### Written task
Copy the records word for word, starting at the line that contains "Record the location of each instance of the tall arborvitae" and continuing through the end of the records, including both of these lines.

— START Dataset content —

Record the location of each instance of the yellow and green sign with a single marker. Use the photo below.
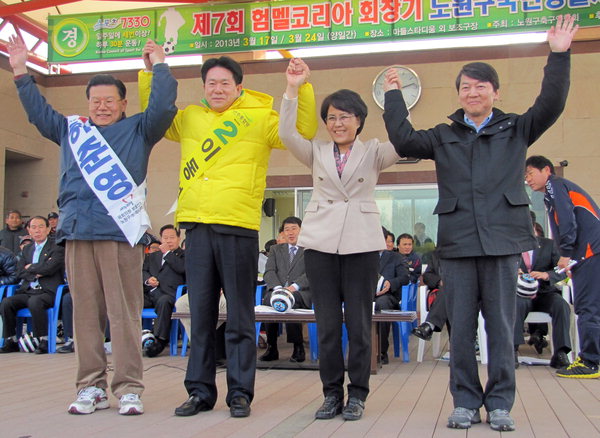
(216, 28)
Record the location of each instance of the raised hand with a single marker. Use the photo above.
(296, 74)
(561, 35)
(17, 54)
(392, 80)
(152, 53)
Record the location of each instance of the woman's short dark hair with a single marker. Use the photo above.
(169, 227)
(481, 71)
(40, 218)
(539, 162)
(346, 100)
(106, 79)
(225, 62)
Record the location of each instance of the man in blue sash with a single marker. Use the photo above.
(104, 160)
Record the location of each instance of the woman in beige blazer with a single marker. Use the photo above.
(341, 234)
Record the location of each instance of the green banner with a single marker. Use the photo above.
(217, 28)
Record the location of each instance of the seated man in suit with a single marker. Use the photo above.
(163, 272)
(437, 316)
(40, 272)
(393, 270)
(285, 267)
(540, 263)
(406, 246)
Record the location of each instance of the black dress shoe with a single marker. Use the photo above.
(538, 342)
(10, 346)
(298, 355)
(424, 331)
(192, 406)
(154, 349)
(354, 409)
(271, 354)
(560, 360)
(42, 348)
(384, 359)
(69, 347)
(239, 407)
(331, 407)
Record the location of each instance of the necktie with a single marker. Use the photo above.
(293, 250)
(35, 259)
(527, 260)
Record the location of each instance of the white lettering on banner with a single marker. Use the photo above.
(109, 179)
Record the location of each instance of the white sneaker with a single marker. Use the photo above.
(88, 400)
(130, 404)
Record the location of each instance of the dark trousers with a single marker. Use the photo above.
(586, 287)
(438, 314)
(293, 330)
(349, 280)
(214, 261)
(491, 282)
(385, 301)
(66, 308)
(37, 304)
(552, 303)
(163, 306)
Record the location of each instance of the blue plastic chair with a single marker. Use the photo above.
(52, 314)
(150, 313)
(402, 329)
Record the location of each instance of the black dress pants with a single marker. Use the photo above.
(215, 261)
(347, 280)
(163, 306)
(489, 282)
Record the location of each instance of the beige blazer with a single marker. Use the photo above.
(342, 216)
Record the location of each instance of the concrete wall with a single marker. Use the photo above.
(572, 138)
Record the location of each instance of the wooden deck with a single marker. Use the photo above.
(406, 400)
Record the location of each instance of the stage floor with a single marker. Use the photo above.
(407, 400)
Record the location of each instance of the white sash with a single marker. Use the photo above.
(109, 179)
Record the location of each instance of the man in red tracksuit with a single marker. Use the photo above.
(575, 224)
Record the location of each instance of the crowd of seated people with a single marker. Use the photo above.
(29, 258)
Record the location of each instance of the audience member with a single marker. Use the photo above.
(436, 300)
(10, 234)
(393, 272)
(539, 263)
(163, 271)
(406, 248)
(574, 221)
(285, 268)
(40, 272)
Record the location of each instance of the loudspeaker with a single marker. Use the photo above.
(269, 207)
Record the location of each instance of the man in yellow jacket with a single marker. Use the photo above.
(225, 147)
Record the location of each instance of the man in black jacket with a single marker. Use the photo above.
(540, 263)
(163, 272)
(484, 222)
(394, 273)
(40, 271)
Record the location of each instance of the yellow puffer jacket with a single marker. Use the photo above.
(231, 191)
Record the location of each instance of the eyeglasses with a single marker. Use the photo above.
(343, 119)
(109, 102)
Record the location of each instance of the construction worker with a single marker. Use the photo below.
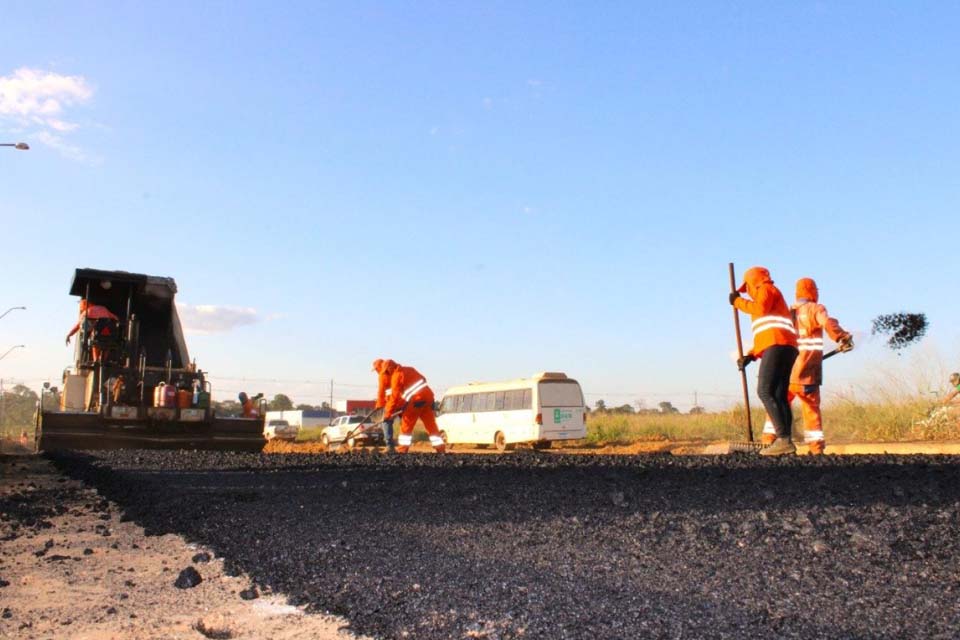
(775, 344)
(410, 394)
(249, 405)
(101, 318)
(383, 389)
(807, 375)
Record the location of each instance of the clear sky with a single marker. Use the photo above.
(480, 189)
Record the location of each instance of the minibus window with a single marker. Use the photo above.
(560, 394)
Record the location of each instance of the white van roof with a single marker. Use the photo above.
(474, 387)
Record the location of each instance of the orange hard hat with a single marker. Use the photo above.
(807, 289)
(755, 276)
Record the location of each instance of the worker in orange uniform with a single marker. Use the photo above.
(101, 325)
(249, 405)
(383, 389)
(410, 394)
(807, 376)
(775, 344)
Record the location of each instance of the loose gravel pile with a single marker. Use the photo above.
(535, 545)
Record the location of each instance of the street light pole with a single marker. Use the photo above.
(11, 309)
(16, 346)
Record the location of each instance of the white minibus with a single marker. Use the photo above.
(537, 410)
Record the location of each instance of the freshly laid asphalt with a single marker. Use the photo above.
(539, 545)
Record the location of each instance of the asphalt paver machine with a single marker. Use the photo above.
(133, 384)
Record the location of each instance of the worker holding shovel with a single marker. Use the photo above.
(775, 344)
(410, 395)
(806, 378)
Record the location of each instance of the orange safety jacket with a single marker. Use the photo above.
(93, 312)
(812, 319)
(383, 390)
(406, 385)
(772, 322)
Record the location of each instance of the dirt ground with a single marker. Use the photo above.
(655, 446)
(71, 568)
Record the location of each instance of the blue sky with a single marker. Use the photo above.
(481, 190)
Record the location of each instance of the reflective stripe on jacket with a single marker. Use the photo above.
(812, 319)
(406, 385)
(772, 323)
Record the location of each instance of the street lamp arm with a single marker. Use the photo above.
(11, 309)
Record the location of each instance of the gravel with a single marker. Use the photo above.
(539, 545)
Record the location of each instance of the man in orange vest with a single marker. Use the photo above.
(383, 389)
(410, 394)
(807, 376)
(248, 405)
(101, 317)
(775, 344)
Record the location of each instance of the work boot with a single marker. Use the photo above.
(781, 446)
(816, 448)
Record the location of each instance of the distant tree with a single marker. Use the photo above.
(280, 402)
(667, 407)
(19, 405)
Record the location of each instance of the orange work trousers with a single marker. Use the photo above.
(419, 409)
(809, 397)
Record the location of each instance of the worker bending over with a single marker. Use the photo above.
(102, 323)
(410, 394)
(807, 376)
(775, 344)
(383, 389)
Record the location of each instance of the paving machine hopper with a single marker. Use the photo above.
(132, 384)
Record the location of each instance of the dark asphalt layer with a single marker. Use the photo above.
(536, 545)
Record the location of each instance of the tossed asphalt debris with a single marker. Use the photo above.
(901, 329)
(535, 545)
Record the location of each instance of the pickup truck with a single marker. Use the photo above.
(363, 433)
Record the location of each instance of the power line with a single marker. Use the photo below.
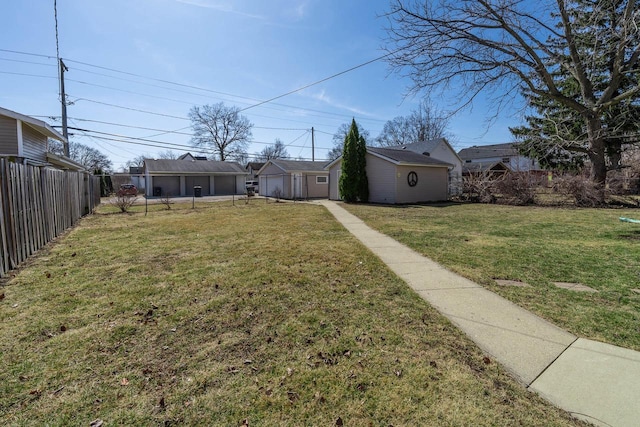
(28, 75)
(218, 92)
(320, 81)
(28, 53)
(167, 143)
(27, 62)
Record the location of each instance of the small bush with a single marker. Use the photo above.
(517, 188)
(123, 202)
(479, 188)
(585, 192)
(277, 193)
(165, 199)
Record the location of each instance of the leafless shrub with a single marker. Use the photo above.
(479, 187)
(517, 188)
(584, 191)
(277, 193)
(123, 202)
(165, 199)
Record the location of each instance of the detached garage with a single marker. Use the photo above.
(293, 179)
(398, 176)
(178, 177)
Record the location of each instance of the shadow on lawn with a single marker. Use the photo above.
(631, 235)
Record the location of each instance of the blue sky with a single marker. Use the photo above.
(165, 56)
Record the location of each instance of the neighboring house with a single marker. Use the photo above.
(177, 178)
(293, 179)
(253, 168)
(25, 140)
(439, 149)
(189, 156)
(135, 177)
(485, 169)
(505, 153)
(398, 176)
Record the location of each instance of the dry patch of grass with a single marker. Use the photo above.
(269, 313)
(538, 246)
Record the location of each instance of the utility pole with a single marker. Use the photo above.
(63, 99)
(313, 156)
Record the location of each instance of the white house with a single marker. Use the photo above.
(293, 179)
(398, 176)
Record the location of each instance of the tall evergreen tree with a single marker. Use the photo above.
(470, 46)
(558, 136)
(353, 184)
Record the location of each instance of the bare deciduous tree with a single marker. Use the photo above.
(423, 124)
(89, 157)
(340, 136)
(221, 129)
(506, 47)
(275, 151)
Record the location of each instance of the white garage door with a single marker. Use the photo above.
(269, 184)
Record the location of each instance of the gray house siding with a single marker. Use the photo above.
(431, 186)
(269, 183)
(169, 185)
(202, 181)
(334, 180)
(382, 180)
(8, 136)
(270, 179)
(225, 185)
(34, 144)
(311, 188)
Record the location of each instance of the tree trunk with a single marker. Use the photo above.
(597, 155)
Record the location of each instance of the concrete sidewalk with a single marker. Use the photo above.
(596, 382)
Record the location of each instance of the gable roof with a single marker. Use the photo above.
(419, 146)
(37, 125)
(255, 165)
(429, 146)
(480, 167)
(488, 151)
(192, 167)
(404, 157)
(289, 166)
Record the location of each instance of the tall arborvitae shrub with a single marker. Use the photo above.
(353, 184)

— END Dataset content —

### Reply to the exercise
Record the location of each instance of the tall arborvitae shrub with a single marker. Use the photo above.
(353, 184)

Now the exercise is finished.